Extrait choisi =>

Une partie qui soutient que le litige doit être tranché par une juridiction étrangère soulève un déclinatoire de juridiction. Le jugement qui statue sur ce déclinatoire n'est pas « une décision rendue sur la compétence » au sens des arts. 1050, al. 2 et 1055 du Code Judiciaire, mais bien une décision rendue sur le pouvoir de juridiction des cours et tribunaux belges.
Le Code judiciaire différencie assez clairement le régime du déclinatoire de juridiction de celui du déclinatoire de compétence.
Or, les arts. 1050, al. 2, et 1055 ne visent que les décisions statuant sur un déclinatoire de compétence et non les décisions statuant sur un déclinatoire de juridiction. Celui-ci n'a été évoqué à aucun moment lors des travaux préparatoires de la loi du 3 août 1992.
Cette loi a inséré le texte actuel des arts. 1050, al. 2, et 1055 tout en réglant parallèlement le sort du déclinatoire de compétence en degré d'appel, en disposant que « dans les cas où le juge d'appel peut être saisi d'un déclinatoire de compétence, il statue sur le moyen et renvoie la cause, s'il y a lieu, devant le juge d'appel compétent » (art. 643).

Lignes de données =>
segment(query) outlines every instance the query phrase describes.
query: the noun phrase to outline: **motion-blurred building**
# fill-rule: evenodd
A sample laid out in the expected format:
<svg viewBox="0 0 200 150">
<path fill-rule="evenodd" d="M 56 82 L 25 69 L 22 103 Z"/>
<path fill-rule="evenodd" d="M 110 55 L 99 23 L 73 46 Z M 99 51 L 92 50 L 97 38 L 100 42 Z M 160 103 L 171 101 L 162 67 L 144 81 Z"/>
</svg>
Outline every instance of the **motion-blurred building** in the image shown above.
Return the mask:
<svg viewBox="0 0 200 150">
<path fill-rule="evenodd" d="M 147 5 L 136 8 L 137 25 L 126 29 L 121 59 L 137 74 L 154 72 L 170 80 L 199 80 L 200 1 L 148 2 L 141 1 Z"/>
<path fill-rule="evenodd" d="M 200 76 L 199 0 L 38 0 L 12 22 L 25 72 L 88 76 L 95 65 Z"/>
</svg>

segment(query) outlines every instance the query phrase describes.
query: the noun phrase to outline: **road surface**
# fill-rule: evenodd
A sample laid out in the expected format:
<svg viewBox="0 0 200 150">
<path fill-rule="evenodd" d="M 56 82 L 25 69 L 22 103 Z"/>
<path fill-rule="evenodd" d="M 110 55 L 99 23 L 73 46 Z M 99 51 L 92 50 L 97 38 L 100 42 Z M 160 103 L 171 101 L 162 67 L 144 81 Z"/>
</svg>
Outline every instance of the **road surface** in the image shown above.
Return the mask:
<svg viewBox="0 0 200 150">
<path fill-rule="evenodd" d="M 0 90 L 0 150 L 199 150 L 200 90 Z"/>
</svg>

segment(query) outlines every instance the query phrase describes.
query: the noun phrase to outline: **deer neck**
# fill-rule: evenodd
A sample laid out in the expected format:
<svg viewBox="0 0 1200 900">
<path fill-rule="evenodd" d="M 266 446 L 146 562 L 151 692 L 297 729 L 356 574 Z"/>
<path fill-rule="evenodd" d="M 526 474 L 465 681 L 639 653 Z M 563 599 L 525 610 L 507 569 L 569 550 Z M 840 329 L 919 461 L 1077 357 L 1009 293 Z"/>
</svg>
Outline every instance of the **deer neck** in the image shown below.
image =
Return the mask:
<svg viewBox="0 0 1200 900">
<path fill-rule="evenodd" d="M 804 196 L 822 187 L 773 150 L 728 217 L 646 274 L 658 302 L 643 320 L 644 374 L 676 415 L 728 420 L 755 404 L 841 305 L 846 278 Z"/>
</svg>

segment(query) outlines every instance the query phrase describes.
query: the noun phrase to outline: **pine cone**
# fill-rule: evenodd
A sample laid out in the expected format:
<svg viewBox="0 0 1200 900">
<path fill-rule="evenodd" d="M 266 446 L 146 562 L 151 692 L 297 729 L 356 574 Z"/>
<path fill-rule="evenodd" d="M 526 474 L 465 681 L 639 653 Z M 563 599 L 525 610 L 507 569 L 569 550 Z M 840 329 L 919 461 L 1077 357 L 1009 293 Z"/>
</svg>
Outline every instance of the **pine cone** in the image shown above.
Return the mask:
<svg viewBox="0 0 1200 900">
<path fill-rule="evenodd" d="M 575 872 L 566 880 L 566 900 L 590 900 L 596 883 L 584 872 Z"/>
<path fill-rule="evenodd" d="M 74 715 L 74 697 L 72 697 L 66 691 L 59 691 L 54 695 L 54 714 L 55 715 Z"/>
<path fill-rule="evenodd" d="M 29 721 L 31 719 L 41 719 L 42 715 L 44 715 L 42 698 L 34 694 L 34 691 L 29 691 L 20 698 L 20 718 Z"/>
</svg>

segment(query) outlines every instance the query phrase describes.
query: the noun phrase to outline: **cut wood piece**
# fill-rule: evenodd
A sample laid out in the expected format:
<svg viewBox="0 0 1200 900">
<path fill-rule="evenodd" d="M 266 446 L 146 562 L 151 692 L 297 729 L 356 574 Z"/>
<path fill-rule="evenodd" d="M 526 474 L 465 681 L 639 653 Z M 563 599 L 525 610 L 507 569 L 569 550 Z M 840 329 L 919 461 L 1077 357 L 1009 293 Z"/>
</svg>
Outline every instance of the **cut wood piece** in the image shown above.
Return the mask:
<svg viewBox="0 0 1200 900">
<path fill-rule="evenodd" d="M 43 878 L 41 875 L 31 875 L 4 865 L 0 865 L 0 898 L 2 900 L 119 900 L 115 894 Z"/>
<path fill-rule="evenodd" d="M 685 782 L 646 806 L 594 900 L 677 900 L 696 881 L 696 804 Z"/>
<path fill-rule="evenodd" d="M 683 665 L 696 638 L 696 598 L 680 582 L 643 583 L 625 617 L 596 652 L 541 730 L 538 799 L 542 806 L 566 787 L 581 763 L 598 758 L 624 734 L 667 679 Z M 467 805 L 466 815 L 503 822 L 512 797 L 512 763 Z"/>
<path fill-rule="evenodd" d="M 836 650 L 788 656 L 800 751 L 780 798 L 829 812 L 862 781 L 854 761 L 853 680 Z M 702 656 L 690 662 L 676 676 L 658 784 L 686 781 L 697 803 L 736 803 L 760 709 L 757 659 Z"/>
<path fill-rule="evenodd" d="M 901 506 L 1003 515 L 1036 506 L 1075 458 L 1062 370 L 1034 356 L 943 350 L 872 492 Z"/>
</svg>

Consignes =>
(A) D'après l'extrait choisi, quelle loi a inséré le texte actuel des arts. 1050, al. 2, et 1055 ?
(B) Traduisez en anglais la phrase suivante de l'extrait choisi : « Le Code judiciaire différencie assez clairement le régime du déclinatoire de juridiction de celui du déclinatoire de compétence. »

Réponses attendues =>
(A) La loi du 3 août 1992.

(B) The Judicial Code draws a fairly clear distinction between the rules governing a plea declining jurisdiction and those governing a plea declining competence.